___ Source extract ___
1917 anti-airship fighter aircraft

The Blackburn Triplane was a single-engine pusher single-seater, designed specifically to attack Zeppelins. It flew in 1917, but was not successful.

==Development==
The Triplane was the third unsuccessful attempt at an anti-Zeppelin fighter that involved Blackburn. The first was Blackburn's own Twin Blackburn and the second the AD Scout, Blackburn building two of the four machines of this type to an Air Department of the Admiralty design. In 1916, the Scout's designer, Harris Booth moved to Blackburn where he created a heavily revised aircraft, the Triplane.

The layout of both Scout and Triplane was determined largely by the Admiralty requirement to carry a quick-firing, recoilless Davis gun that used 2 lb (1 kg) shells. At the time, there was no way of synchronising such a weapon with the propeller, or of mounting it elsewhere than the fuselage, so a pusher configuration was necessary, the pilot sitting in a nacelle with the gun in its nose.
___
• _Complete the following_:
(1) Who designed the Blackburn Triplane, according to the article about it?
(2) Name every anti-Zeppelin fighter involving Blackburn that the Blackburn Triplane article mentions.
(3) Extend the Blackburn Triplane article past its last sentence.
The lines have nothing to do with the Blackburn Triplane article.
___ Data supplied ___
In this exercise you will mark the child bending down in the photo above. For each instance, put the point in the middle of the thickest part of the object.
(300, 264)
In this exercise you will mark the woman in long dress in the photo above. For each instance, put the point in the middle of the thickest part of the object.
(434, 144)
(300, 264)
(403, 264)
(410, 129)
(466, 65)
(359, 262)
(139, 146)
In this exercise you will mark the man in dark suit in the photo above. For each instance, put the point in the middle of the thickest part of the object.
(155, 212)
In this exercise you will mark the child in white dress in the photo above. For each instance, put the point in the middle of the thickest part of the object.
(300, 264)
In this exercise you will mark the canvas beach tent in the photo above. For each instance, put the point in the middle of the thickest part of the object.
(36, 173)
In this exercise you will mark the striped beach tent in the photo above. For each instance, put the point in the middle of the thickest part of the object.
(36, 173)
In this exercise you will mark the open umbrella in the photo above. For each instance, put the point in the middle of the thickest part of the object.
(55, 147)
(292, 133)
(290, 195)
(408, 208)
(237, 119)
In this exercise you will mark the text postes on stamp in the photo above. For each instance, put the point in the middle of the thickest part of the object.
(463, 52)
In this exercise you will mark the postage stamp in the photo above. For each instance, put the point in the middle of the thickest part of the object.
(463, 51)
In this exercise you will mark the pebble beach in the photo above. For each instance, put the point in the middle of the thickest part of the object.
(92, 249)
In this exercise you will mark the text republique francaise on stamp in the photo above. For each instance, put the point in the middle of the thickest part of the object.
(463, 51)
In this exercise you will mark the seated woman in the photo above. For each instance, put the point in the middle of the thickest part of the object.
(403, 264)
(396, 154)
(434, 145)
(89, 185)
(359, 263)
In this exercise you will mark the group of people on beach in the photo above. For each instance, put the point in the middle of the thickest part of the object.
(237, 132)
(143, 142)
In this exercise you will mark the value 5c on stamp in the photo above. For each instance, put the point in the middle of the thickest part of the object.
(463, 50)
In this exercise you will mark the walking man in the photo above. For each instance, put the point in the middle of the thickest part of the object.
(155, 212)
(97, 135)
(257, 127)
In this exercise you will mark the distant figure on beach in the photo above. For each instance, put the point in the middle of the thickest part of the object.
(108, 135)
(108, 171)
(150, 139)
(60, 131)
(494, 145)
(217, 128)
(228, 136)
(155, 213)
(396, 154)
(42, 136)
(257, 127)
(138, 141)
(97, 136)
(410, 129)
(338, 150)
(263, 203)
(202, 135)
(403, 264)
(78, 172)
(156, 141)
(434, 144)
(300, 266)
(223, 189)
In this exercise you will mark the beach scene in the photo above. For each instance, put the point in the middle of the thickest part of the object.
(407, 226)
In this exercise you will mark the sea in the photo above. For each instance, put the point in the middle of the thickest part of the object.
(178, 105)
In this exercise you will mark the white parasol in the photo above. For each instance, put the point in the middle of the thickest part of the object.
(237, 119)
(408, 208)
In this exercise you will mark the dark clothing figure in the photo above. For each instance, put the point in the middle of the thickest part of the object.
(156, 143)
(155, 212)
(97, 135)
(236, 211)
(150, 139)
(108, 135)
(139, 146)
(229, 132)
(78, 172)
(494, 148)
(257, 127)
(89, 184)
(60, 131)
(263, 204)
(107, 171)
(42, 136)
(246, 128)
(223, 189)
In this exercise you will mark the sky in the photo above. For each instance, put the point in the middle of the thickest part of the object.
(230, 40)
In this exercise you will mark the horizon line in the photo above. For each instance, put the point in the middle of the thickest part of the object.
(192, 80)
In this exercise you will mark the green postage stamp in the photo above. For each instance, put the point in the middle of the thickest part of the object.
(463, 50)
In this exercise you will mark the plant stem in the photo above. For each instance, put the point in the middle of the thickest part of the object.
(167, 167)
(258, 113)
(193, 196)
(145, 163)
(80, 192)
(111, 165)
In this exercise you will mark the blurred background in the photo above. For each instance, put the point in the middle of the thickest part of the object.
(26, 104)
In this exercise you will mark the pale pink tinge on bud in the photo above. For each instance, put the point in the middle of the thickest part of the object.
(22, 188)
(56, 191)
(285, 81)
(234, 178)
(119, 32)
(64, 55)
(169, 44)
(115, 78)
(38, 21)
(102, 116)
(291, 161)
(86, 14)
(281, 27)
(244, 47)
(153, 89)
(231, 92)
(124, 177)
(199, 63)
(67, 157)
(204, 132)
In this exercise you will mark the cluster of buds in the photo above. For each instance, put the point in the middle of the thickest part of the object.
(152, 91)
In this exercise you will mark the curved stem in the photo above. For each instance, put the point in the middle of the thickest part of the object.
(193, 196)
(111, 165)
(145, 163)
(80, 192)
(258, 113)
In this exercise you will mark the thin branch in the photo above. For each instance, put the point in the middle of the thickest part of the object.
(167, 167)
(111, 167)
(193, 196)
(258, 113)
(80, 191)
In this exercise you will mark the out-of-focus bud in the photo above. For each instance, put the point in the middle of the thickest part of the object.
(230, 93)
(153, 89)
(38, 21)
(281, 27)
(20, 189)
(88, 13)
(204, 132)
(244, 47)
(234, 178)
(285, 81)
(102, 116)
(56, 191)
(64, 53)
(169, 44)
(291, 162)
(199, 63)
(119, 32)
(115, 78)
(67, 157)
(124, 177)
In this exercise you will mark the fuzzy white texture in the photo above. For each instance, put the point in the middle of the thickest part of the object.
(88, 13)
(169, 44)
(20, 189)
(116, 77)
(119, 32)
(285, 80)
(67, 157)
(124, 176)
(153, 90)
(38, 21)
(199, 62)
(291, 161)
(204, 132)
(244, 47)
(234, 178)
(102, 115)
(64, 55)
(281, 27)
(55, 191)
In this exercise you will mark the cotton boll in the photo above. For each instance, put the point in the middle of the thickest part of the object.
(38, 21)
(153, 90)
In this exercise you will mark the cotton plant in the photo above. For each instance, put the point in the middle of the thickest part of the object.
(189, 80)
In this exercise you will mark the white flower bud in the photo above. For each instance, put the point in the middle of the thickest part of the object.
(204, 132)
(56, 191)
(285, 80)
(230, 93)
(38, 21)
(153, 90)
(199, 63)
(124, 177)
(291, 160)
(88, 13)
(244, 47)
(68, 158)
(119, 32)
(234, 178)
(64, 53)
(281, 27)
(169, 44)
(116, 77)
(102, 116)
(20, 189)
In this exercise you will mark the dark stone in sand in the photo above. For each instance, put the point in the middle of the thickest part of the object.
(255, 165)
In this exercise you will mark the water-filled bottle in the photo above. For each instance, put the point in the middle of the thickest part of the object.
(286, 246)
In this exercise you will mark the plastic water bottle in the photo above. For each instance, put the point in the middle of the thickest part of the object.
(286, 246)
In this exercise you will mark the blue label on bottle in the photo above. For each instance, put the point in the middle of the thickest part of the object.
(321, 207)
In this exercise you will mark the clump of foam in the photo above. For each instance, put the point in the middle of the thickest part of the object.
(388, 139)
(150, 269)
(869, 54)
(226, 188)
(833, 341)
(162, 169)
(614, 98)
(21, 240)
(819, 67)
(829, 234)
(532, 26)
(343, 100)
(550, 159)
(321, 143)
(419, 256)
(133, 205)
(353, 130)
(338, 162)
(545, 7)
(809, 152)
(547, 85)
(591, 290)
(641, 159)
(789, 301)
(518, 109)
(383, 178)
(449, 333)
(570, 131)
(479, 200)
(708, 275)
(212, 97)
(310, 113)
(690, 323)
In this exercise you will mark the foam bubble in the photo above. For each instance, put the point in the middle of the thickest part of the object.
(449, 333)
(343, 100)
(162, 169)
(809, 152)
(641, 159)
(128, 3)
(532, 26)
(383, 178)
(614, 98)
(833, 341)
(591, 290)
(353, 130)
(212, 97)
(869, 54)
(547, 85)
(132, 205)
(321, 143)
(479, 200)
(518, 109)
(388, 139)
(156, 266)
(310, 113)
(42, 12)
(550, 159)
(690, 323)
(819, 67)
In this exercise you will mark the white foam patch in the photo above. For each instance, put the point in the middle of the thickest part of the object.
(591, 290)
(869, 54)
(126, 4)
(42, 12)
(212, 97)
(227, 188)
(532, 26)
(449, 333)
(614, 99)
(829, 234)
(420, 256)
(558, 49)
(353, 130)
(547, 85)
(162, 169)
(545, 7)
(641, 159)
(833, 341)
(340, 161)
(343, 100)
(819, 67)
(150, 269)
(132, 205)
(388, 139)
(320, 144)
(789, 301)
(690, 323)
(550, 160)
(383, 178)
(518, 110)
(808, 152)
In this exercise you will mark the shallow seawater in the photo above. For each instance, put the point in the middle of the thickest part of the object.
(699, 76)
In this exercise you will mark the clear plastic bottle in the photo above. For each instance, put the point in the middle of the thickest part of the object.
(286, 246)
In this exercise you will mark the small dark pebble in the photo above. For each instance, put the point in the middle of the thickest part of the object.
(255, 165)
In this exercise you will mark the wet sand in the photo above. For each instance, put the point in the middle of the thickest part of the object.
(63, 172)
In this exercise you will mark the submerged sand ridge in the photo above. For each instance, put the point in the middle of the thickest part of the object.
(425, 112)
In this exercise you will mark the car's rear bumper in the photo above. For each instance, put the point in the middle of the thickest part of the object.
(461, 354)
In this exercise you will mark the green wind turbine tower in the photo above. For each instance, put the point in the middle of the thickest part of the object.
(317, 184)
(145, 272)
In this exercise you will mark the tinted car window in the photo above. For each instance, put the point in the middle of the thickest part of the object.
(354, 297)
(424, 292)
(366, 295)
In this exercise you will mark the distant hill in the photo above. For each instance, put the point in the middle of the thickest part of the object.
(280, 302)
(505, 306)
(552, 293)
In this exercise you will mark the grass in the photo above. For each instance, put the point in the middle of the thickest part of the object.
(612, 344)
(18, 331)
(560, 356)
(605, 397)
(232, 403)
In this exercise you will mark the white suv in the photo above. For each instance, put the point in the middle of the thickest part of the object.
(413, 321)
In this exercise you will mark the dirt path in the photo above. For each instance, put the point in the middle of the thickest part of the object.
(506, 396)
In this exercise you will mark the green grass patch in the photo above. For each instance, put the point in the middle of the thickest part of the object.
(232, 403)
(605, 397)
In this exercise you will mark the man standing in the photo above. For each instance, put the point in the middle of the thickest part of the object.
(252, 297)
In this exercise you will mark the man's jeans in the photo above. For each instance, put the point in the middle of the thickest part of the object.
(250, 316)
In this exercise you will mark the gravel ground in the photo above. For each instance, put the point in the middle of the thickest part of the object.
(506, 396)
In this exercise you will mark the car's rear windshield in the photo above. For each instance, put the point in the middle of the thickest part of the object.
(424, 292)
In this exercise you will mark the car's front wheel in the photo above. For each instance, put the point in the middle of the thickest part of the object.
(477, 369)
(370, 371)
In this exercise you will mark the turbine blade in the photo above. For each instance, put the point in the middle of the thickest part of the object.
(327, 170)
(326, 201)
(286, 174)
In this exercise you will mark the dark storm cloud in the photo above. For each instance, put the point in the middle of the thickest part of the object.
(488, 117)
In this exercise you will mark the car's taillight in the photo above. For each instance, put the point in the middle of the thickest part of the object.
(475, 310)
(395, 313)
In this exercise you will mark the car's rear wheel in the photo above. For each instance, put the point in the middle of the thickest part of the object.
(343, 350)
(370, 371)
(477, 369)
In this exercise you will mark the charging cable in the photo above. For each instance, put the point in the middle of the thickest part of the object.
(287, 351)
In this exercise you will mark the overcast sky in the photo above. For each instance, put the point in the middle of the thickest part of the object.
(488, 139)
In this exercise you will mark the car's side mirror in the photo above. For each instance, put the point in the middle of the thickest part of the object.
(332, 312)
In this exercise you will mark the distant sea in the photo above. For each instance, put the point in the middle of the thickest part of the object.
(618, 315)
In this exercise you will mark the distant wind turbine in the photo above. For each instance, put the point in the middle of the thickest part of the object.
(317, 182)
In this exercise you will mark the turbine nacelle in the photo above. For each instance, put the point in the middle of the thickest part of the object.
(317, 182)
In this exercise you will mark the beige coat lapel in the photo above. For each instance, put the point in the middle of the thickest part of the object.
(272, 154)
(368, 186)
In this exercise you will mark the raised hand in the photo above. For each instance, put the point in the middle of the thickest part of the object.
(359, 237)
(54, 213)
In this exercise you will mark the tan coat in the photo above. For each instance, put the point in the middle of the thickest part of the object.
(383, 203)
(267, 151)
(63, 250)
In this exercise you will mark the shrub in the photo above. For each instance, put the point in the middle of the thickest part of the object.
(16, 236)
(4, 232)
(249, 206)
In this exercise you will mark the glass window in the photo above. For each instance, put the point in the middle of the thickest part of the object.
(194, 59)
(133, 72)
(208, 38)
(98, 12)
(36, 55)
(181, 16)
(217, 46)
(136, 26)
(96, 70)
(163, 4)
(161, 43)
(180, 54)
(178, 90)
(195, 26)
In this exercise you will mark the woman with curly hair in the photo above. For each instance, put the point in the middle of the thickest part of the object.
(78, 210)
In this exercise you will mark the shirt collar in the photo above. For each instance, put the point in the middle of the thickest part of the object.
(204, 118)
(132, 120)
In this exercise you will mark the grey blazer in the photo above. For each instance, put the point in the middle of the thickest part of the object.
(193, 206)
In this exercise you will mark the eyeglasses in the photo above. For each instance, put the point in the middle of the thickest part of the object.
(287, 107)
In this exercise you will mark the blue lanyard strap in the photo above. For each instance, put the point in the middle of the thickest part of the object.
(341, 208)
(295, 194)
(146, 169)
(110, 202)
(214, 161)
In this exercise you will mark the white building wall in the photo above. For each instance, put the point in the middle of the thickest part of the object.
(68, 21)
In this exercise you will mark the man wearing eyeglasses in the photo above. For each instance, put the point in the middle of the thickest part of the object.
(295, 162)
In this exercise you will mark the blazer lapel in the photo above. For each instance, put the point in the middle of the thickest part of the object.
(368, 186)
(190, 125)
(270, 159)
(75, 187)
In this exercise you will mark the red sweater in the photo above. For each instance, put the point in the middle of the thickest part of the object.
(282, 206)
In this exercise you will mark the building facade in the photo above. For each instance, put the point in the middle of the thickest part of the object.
___
• _Responses by task_:
(1) Harris Booth designed it.

(2) Twin Blackburn, AD Scout, Blackburn Triplane

(3)
In order to make the aircraft more manoeuvrable and in particular to increase its roll rate, a triplane configuration was chosen. This provided about the same total wing area as that of the biplane Scout with a lower moment of inertia about the roll axis. The Triplane had single-bay wings with heavy stagger, carrying six ailerons. The lower wing was close to the ground so two underwing skids were added below the interplane struts. The mid-line of the nacelle, with the engine at its rear, was on the centre plane, giving the pilot a slightly inferior view than from the Scout.

Four parallel tail booms ran aft, two from the mid-span of the upper wing and the others from the lower wing. These four members carried the tail. The tailplane, mounted on the upper booms and bearing a full-width elevator, had a span of 18 ft 10 in (5.74 m), no less than 78% of the wingspan. A pair of fin and rudders joined the upper and lower booms, a height of about 7 ft 6 in (2.3 m). The "reversed" undercarriage of the Scout was abandoned and the mainwheels were mounted on a single axle supported by two pairs of struts to the nacelle. Though photographs show the gunport, the gun itself was probably never fitted.

The Triplane first flew with a 110 hp (80 kW) Clerget rotary engine driving a four-blade, 8 ft (2.46 m) diameter propeller, then later with a 100 hp (75 kW) Gnome with a two-blade propeller.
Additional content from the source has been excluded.